What you will do:
The lines you need are those holding the word "tree"; pull them from the material.

Exercise input:
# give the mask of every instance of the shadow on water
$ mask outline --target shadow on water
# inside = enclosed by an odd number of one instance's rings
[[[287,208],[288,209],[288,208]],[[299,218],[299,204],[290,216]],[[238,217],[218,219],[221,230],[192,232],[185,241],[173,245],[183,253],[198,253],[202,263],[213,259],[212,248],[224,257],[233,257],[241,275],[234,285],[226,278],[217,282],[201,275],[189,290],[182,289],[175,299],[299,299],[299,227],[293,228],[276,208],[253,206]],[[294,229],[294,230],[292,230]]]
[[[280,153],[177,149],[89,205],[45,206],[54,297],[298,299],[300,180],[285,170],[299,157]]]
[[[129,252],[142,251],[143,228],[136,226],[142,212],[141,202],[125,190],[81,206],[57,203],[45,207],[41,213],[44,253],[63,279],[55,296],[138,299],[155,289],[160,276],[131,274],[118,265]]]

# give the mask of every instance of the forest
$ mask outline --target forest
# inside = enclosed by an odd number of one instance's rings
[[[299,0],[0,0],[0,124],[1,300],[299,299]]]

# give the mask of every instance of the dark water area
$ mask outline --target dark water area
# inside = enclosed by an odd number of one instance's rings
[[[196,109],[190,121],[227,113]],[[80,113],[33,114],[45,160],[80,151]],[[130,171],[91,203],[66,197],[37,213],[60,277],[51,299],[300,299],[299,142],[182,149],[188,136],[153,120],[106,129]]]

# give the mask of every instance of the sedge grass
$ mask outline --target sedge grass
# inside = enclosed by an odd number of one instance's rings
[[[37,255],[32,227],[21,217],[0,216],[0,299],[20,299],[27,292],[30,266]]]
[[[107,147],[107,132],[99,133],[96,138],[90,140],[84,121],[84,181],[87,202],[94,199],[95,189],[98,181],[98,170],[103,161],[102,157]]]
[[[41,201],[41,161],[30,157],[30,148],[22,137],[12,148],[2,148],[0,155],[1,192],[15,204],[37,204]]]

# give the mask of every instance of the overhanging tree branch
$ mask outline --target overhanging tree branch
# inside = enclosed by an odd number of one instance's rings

Answer section:
# give the mask of every instance of the overhanging tree branch
$ mask outline --target overhanging tree branch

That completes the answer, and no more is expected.